• _PROBLEM REQUIREMENTS_:
Write out, exactly and in full, the line where "Integer pixel boxes around every match." appears together with all lines that follow it in the entries below. Do not include pictures.

• _RECORDS FOR PROCESSING_:
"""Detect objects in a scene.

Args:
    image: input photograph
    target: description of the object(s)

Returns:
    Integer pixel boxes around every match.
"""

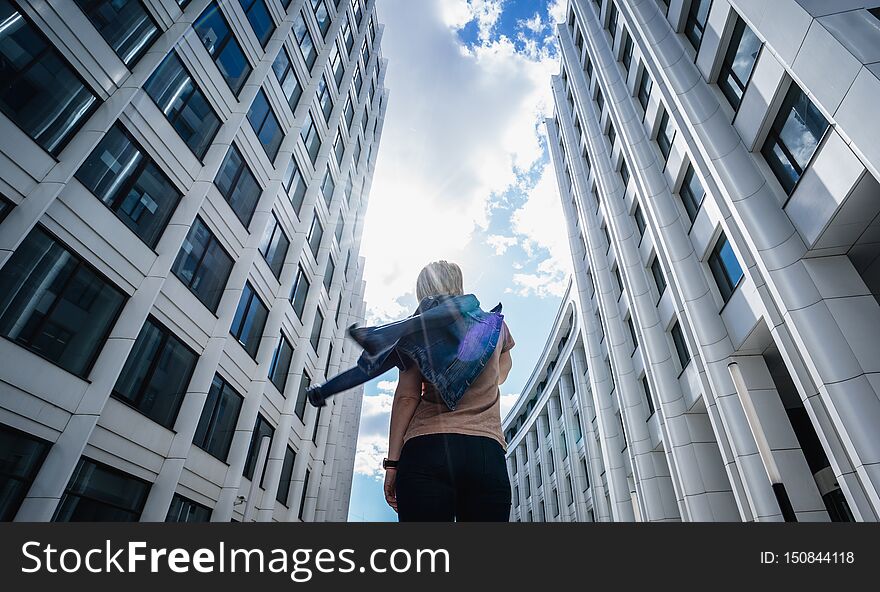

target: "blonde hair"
[416,261,464,302]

• _TASK ANSWER_:
    Integer pixel boxes around every match.
"""


target: "blonde hair"
[416,261,464,302]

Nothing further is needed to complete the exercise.